* **SELECTED EXCERPT**:
::::::::::

Thanks for the offer, Vortech. However, english is not my native tongue, and in this time Im not sure if I could add to it but I can give you a comment on the fly. You say some users feel intuitively pulled to move their body in certain ways... Well, in one of my very first trips I started to make a kind of dance - qi gong coreography that was way beyond my qi gong knowledge of that moment. My girl was looking at me like "WTF is this?!?!?". I was in full automatic mode, doing precise, exquisite movements like if one tachi master were using me as his avatar. Internally felt like organizing my energies, balancing, discarding the wrong ones... At the moment I thought It was kind of black swan happening to me, as it has never happend again, but reading that is some kind of common "side effect" has an eureka moment attached to it. Well, the book is full of all kind of eurekas in this and in different ways.

/offtopic
 
Ha, I wouldn't even call if off topic, for dissociatives lend themselves to experiencing and acknowledging absurdly improbable alignments of events..there is a word for it called 'apophenia'. It's funny how so many people equate the word 'chaos' to randomness or noise, but in fact 'chaos' is defined as a pattern so complex that it can't be decoded by practical means, so it appears to be noise or randomness. The definition of apophenia is the propensity to make connections to 'random' occurances, but to me the word is more referring to seeing actual patterns in the chaos rather than the delusional perception of patterns in noise or randomness.

As for your experience of feeling like your body was being intuitively moved in ways beyond your understanding (indeed you were likely performing movements akin to the art of Qi Gong), I have experienced that so many times, and many times with observers that had the same reaction as your observer. My belief is that our higher power is decoding patterns within chaos rather than making out patterns that don't actually exist.

Apologies if I didn't explain that clearly enough, I'm still working out the right combination of words to explain the phenomenon.

::::::::::

* **EXERCISE DATA**:

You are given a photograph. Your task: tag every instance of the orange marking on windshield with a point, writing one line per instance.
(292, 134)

::::::::::

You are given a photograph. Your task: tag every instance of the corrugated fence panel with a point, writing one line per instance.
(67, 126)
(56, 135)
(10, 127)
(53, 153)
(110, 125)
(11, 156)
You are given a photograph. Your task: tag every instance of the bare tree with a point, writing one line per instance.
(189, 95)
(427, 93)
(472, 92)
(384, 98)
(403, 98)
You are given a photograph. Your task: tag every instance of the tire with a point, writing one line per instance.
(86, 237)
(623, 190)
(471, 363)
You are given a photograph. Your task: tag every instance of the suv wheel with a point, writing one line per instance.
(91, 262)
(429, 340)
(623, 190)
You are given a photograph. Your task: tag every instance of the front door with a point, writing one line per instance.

::::::::::

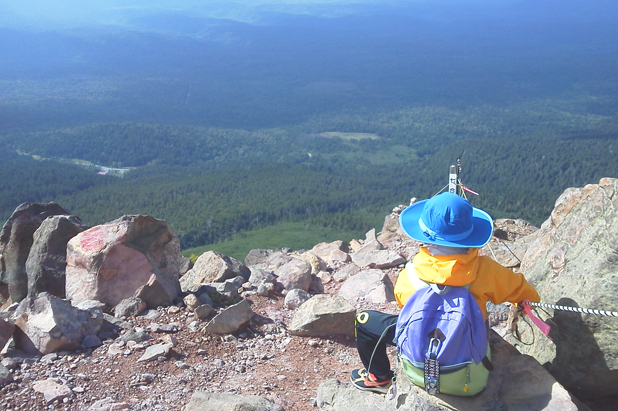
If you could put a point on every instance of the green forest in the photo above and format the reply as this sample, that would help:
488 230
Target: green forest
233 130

::::::::::

* **AIM OF THE EXERCISE**:
In the qi gong discussion, how is "chaos" defined? Draw only on the qi gong discussion for what comes next.

* **WRITTEN RESPONSE**:
As a pattern so complex that it can't be decoded by practical means, so it appears to be noise or randomness.